▸ **Exercise description**: Rewrite the lines from the one containing "like point(742, 404)." through the one containing "point(725, 233)", inclusive, changing "Reported" to "Located" and leaving everything else as it is.

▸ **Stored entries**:
--- BEGIN ---

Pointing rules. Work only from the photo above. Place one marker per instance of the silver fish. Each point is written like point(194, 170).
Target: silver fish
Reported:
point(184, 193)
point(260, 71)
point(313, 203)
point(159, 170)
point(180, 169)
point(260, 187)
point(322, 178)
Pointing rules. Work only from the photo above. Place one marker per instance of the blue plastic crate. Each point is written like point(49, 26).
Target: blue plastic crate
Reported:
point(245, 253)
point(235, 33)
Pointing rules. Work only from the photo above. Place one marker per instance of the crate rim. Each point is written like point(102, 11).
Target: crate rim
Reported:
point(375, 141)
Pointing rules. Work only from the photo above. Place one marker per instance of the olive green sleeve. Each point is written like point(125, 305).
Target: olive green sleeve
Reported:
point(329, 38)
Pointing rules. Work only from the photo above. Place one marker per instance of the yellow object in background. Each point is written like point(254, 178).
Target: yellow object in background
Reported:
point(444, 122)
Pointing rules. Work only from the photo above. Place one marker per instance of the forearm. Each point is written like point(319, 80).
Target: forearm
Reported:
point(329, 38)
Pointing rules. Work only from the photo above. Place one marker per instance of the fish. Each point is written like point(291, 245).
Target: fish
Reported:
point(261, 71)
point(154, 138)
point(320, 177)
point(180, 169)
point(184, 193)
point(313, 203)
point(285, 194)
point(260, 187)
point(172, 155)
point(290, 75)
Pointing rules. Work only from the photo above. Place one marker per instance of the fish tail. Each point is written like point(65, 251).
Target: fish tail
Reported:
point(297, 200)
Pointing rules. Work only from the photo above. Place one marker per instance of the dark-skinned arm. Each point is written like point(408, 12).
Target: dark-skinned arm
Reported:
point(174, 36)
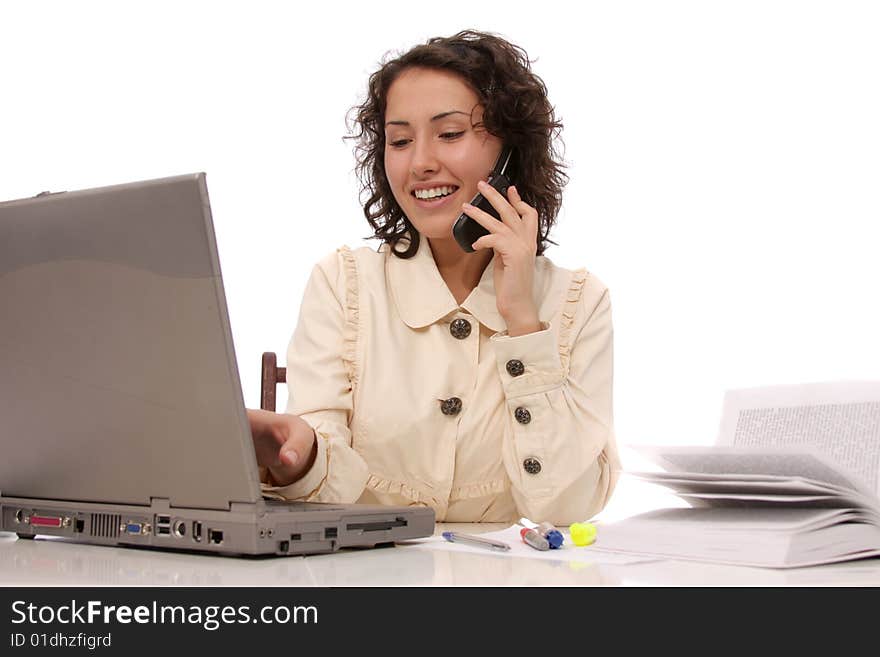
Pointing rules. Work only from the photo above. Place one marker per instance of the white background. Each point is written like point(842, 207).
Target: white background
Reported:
point(724, 161)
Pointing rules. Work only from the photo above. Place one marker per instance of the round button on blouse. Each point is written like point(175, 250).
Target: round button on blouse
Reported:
point(451, 406)
point(460, 328)
point(532, 466)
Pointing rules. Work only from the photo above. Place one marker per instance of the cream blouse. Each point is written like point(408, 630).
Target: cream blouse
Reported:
point(416, 400)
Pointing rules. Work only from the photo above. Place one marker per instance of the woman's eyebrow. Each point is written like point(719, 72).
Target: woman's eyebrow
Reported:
point(436, 117)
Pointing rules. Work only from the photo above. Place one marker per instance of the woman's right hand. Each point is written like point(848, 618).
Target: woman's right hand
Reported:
point(285, 444)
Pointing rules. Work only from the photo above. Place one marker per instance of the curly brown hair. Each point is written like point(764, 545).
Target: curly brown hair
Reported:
point(516, 110)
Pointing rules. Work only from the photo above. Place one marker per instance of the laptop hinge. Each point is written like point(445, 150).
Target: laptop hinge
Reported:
point(244, 507)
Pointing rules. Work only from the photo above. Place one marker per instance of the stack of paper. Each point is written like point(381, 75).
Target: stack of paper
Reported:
point(792, 482)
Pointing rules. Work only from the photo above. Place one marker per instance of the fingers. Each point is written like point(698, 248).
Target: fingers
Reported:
point(509, 216)
point(528, 214)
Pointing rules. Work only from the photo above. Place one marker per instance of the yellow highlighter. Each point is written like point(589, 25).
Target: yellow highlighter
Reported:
point(582, 533)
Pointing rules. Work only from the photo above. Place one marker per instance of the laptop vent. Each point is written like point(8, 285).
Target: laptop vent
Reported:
point(105, 524)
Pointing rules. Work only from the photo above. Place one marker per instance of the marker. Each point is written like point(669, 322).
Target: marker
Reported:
point(582, 533)
point(554, 536)
point(534, 539)
point(467, 539)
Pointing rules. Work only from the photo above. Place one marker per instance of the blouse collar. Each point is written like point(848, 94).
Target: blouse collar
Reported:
point(421, 295)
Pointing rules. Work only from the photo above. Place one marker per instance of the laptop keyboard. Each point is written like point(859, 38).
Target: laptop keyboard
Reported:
point(284, 505)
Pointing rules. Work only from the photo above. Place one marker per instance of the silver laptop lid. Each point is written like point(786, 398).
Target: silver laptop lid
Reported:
point(118, 380)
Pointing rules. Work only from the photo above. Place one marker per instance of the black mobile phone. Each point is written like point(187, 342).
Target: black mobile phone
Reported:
point(466, 230)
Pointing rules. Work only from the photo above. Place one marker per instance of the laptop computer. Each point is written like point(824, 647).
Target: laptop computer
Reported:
point(122, 420)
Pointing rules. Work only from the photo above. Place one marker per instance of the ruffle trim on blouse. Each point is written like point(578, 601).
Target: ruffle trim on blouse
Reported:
point(569, 309)
point(484, 489)
point(352, 314)
point(392, 487)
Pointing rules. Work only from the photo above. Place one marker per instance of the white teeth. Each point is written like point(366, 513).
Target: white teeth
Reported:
point(434, 191)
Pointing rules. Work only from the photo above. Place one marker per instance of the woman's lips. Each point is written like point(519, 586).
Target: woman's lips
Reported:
point(437, 202)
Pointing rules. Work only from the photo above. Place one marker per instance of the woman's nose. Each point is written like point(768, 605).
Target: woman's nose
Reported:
point(424, 160)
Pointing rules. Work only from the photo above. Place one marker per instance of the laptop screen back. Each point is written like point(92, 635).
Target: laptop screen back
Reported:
point(119, 381)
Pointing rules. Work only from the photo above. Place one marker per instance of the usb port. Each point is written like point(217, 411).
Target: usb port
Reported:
point(45, 521)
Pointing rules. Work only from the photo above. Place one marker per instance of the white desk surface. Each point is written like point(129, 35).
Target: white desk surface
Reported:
point(61, 563)
point(57, 563)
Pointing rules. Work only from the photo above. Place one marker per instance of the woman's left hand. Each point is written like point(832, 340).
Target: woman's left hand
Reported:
point(514, 240)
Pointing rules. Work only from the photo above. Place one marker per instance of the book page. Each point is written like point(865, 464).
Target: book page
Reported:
point(838, 420)
point(723, 461)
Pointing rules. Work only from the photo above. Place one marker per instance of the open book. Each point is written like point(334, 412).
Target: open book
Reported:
point(792, 481)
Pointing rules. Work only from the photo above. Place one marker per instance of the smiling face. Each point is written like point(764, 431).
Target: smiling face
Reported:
point(434, 156)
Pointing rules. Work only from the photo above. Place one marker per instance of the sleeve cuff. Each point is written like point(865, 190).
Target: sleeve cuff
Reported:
point(528, 363)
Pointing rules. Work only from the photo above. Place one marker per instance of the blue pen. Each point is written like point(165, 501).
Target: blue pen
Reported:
point(467, 539)
point(554, 536)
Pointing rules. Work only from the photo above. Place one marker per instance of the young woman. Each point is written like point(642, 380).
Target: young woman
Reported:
point(479, 383)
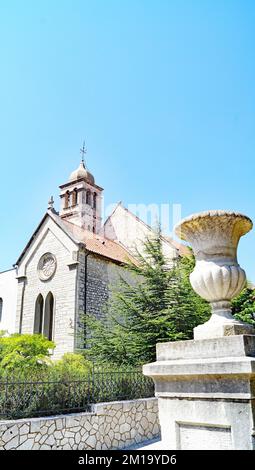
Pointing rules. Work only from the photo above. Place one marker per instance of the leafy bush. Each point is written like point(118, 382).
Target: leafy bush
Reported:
point(71, 367)
point(25, 354)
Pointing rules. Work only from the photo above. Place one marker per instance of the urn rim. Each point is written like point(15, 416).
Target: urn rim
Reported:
point(187, 222)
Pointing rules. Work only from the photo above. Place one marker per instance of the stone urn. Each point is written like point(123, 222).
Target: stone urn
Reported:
point(217, 277)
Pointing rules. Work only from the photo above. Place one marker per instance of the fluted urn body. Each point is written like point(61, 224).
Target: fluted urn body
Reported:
point(217, 277)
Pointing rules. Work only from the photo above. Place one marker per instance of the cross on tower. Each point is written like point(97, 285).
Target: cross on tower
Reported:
point(83, 151)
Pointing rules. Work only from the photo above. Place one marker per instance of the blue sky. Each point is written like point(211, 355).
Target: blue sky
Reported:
point(163, 91)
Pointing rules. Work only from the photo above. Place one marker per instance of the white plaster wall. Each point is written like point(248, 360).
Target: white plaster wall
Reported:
point(8, 292)
point(62, 285)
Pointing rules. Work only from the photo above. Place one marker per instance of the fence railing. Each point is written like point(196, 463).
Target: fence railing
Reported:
point(21, 398)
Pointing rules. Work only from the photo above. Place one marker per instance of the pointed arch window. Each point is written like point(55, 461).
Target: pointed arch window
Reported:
point(48, 316)
point(38, 321)
point(74, 197)
point(67, 199)
point(94, 200)
point(88, 197)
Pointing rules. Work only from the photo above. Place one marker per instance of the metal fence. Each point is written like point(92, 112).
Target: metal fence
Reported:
point(21, 398)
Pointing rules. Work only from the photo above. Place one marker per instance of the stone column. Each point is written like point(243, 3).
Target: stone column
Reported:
point(206, 386)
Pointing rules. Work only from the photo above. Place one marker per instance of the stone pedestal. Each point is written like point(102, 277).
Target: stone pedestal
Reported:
point(206, 392)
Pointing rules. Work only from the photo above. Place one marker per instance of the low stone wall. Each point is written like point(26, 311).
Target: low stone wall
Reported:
point(113, 425)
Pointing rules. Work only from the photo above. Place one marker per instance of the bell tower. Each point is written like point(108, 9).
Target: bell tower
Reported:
point(81, 199)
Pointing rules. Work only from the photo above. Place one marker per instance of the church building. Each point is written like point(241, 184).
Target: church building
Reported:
point(69, 264)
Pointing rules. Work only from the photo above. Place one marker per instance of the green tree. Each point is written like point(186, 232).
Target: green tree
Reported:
point(158, 306)
point(243, 306)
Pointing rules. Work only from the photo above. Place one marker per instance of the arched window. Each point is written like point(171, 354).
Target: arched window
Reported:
point(74, 197)
point(48, 316)
point(1, 308)
point(67, 199)
point(94, 200)
point(88, 197)
point(38, 314)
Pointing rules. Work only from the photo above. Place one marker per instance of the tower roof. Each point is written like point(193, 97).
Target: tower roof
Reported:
point(82, 173)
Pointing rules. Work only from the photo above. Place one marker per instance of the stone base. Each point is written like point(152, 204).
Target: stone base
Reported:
point(206, 392)
point(216, 329)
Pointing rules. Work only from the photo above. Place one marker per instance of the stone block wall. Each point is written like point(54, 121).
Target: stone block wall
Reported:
point(114, 425)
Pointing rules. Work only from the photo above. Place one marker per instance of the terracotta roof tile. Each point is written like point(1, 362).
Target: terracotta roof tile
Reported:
point(97, 244)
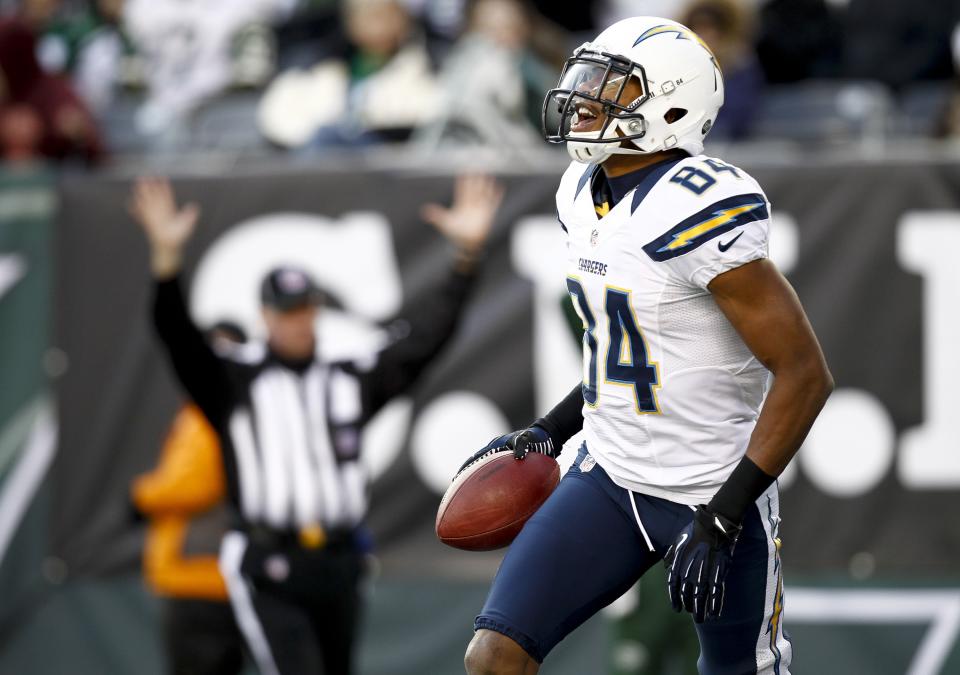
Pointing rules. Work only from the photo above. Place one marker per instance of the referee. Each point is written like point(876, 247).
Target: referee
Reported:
point(289, 425)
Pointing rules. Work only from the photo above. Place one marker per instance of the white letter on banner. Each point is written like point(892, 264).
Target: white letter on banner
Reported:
point(927, 243)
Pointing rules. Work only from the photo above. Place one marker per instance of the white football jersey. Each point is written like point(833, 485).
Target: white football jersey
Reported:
point(671, 392)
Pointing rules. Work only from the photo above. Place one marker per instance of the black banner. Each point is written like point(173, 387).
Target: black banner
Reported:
point(865, 245)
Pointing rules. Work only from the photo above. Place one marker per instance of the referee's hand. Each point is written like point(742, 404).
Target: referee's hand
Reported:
point(467, 223)
point(168, 228)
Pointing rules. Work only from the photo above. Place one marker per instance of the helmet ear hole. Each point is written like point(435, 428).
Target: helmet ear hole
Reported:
point(674, 115)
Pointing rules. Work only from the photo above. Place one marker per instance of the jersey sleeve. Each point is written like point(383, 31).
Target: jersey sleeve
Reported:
point(725, 233)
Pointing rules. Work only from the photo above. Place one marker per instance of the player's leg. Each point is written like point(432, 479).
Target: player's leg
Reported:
point(579, 552)
point(493, 653)
point(748, 637)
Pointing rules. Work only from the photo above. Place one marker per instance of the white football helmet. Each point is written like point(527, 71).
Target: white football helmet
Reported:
point(674, 70)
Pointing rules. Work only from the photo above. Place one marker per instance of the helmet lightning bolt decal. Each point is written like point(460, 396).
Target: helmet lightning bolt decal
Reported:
point(683, 33)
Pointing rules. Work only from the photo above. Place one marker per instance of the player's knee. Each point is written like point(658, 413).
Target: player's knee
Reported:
point(490, 653)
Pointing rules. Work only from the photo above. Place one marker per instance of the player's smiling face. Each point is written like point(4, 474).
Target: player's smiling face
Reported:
point(590, 115)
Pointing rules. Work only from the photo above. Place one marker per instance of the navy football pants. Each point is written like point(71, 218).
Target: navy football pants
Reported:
point(591, 541)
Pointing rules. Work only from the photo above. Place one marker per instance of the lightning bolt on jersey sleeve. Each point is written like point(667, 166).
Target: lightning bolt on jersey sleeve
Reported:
point(727, 225)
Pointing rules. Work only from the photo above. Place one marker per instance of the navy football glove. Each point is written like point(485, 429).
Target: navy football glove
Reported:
point(698, 562)
point(519, 443)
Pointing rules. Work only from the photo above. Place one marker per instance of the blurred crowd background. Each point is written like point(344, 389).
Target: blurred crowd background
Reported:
point(314, 131)
point(87, 83)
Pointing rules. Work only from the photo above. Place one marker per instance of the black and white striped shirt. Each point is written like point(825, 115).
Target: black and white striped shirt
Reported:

--- END ---

▸ **Written solution**:
Pointing rules. Work only from the photo above. Place one marker per instance of the referee's hand. Each point is written like point(742, 404).
Target: referee's hand
Located:
point(467, 223)
point(168, 228)
Pointing rules. Work only from the photo above. Place one marker per instance of the helmet ear hole. Each point is written like point(435, 428).
Target: helmet ear hole
Located:
point(674, 115)
Pointing rules. Work only from the photo above. Place one marker per instance of the jersey sleeve. Each point is written like point(383, 31).
Target: jersey sleeve
Located:
point(725, 233)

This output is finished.